» **Brano fornito**:
Venezia, l’acqua cattiva e il libraio di Montanaro

“Il libraio di Venezia” di Giovanni Montanaro, storia di lotta, sopravvivenza, solidarietà e rinascita dopo l’eccezionale acqua alta del 12 novembre del 2019 nella città lagunare. Una cronaca come altre del passato, anche remoto, in cui i veneziani hanno fatto i conti con simili tragedie. Una vicenda di resistenza e d’amore che è un inno alla gloriosa storia di Venezia e alle sue librerie indipendenti

È poco romantico. E forse un po’ squallido, ma lo ammetto. Ho avvistato Il librario di Venezia mentre ero in fila alla cassa, in un supermercato di periferia. Uno di quelli della grande distribuzione, quelli circondati dalle rotonde “spuntate in una notte”. Quelli che sì, la campagna veneta è rimasta solo nei paesaggi del Giorgione (e chi erano gli altri?).

Il libro sul nastro della cassa

Rigorosamente distanziata e munita di mascherina d’ordinanza ho gettato lo sguardo verso il reparto di libri che sta giusto a destra della prima cassa e che fingo sempre di non guardare. Cosa vuoi trovare, mi dico. Pilcher o Steel? Tutt’al più un buon giallo in offerta. E poi, manco mi piace il genere. Anzi, lo detesto. Invece quella sera strizzo gli occhi miopi e vedo una copertina turchese che mi intriga, strizzo meglio e leggo pure il titolo. E anche l’autore mi riesce, ma solo il cognome. Montanaro. Poi aggiungo Giovanni, Giovanni Montanaro, sì. Lo scrittore e avvocato veneziano. Forse ho letto pure qualcosa di suo, ma come spesso mi succede non ricordo. Di sicuro un romanzo finalista al Campiello. E improvvisamente un sessantenne in sneakers e pantaloni affusolati mi urta col carrello. Lui non ha tempo da perdere. Il dialetto è ruvido, di terraferma, quasi gutturale, ma lo capisco. E il giovane cassiere mi sorride con gli occhi, anche se è stanco. Allora corro ubbidiente a depositare sul nastro rotante la mia spesa da single. Con quel titolo in testa.

Una marea eccezionale

È qui, ora ce l’ho tra le mani. L’ho letto in poche ore, un pomeriggio grigio con un forte vento di scirocco. Esondazioni in corso e bombe d’acqua in una terra sempre più cementificata, che consuma ogni anno troppi ettari di suolo. Venezia è vicina e pareva salva. Dall’acqua ovviamente, in quest’anno feroce… solo dall’acqua. Ma non è nemmeno così. Perché le dighe, le tanto discusse dighe, si sono alzate a intermittenza.

» **Estratti di dati**:
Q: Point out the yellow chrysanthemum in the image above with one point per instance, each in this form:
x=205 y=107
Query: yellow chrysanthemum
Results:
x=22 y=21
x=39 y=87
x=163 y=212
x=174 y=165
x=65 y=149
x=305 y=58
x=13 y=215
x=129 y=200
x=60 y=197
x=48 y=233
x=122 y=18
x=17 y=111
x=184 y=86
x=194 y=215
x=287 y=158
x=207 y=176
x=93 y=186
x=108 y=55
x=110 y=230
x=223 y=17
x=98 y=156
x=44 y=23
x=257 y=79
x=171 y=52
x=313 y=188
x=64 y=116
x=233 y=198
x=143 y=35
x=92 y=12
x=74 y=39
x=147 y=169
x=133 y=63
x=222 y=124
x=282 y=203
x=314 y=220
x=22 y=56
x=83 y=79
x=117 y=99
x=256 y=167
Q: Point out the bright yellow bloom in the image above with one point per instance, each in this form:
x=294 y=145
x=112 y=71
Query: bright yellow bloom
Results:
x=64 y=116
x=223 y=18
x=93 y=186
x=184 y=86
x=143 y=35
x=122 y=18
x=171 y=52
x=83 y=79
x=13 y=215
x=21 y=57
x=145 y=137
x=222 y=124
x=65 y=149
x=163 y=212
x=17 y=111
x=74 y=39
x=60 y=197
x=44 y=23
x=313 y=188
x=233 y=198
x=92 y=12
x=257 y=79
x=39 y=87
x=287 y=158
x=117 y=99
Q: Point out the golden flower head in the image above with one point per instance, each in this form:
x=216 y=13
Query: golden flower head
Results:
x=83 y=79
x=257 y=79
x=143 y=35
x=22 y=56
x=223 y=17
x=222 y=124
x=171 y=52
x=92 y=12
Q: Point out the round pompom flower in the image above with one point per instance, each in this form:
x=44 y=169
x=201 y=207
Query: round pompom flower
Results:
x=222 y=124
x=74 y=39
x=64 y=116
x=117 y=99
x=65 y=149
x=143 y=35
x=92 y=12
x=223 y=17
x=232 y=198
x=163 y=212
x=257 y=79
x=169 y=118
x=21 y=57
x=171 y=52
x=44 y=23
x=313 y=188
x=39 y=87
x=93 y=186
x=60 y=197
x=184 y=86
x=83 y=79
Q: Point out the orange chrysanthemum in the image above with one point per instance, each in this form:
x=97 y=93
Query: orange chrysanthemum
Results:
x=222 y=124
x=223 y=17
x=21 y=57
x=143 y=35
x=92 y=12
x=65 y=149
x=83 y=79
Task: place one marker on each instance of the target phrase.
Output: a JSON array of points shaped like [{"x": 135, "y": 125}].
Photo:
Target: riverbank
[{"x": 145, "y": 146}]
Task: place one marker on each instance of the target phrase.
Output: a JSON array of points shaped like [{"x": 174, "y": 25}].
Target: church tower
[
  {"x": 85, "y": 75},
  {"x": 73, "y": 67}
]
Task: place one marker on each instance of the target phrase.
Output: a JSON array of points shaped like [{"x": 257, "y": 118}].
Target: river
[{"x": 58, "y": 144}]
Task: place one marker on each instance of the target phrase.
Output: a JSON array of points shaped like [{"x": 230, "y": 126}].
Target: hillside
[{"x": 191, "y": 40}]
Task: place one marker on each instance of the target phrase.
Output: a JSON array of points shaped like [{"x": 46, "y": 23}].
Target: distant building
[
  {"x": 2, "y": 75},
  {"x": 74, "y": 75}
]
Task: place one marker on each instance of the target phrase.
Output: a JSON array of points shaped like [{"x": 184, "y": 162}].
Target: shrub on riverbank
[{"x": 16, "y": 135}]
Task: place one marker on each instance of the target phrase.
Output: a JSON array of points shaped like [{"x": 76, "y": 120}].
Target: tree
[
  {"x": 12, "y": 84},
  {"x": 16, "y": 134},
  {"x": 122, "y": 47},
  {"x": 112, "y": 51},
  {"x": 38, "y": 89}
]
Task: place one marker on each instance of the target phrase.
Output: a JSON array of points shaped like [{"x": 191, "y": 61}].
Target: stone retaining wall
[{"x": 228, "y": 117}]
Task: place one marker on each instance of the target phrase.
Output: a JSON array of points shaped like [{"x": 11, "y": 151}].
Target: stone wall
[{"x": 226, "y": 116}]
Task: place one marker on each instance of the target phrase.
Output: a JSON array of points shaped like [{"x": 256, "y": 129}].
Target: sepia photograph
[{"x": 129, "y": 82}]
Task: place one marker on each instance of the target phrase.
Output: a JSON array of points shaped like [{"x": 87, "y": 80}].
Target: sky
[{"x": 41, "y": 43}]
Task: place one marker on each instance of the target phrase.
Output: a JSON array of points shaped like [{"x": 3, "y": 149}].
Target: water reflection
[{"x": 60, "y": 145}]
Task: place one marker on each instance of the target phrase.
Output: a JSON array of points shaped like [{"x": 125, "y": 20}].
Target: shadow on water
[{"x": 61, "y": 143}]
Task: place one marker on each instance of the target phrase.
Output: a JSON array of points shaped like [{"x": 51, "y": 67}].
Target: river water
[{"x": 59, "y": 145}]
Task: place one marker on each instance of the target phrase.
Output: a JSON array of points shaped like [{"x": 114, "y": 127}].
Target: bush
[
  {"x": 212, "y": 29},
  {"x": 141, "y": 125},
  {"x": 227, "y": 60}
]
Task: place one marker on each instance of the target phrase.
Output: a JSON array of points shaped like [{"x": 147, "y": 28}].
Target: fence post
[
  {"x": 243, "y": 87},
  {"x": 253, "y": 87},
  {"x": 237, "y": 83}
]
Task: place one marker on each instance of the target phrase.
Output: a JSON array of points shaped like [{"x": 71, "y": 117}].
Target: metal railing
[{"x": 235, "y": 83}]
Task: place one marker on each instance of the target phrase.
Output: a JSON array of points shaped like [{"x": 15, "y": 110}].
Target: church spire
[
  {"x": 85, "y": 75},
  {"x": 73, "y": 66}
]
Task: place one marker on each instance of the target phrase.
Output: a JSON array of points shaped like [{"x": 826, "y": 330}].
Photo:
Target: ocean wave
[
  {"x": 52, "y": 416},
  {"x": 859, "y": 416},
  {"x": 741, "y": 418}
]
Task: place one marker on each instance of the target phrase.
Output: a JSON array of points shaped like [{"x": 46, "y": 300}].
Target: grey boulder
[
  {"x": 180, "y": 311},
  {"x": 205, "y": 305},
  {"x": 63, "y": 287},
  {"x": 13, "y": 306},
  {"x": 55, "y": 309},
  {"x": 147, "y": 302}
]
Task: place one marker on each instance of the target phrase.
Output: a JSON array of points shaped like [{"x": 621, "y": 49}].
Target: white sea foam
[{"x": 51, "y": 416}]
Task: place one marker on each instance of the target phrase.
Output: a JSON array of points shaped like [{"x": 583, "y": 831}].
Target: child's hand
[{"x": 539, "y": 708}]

» **Consegna 1**: Secondo il brano sul libro di Montanaro, in quale giorno si è verificata l'acqua alta eccezionale a Venezia?
» **Consegna 2**: Prosegui il brano sul libraio di Venezia a partire dall'ultima frase riportata.
I record provengono da un'altra fonte, diversa dal brano.

» **Risposta all'esercizio 1**: Il 12 novembre 2019.

» **Risposta all'esercizio 2**:
Il libraio di Venezia (144 pagine, 12 euro) edito da Feltrinelli ci porta indietro a quel 12 novembre del 2019 quando 187 centimetri di acqua alta eccezionale inondarono la città. Giovanni Montanaro ha scelto di raccontare quell’acqua cattiva, che saliva di ora in ora, dal punto di vista di chi c’era. Lo fa con un romanzo breve e una voce narrante esterna che partecipa e osserva dall’alto. Un’anziana signora, che fatica a scendere le scale perché le ginocchia non tengono più, costretta ad acquisti online. Lei, personaggio veneziano per eccellenza, capace vedremo di una straordinaria generosità. «Dalla mia finestra vedo l’apocalisse. Il campo pare un oceano in tempesta. I libri di Vittorio sono dappertutto, scacciati verso angoli diversi, sono arrivati fin sotto i muri dei palazzi. Poi ci sono sacchi neri che navigano, rami grandi come cannoni, tavolini che si scontrano, un asse di compensato come una zattera che ha disarcionato ogni naufrago, e foglie, un tappeto di foglie che nasconde il buio dell’acqua».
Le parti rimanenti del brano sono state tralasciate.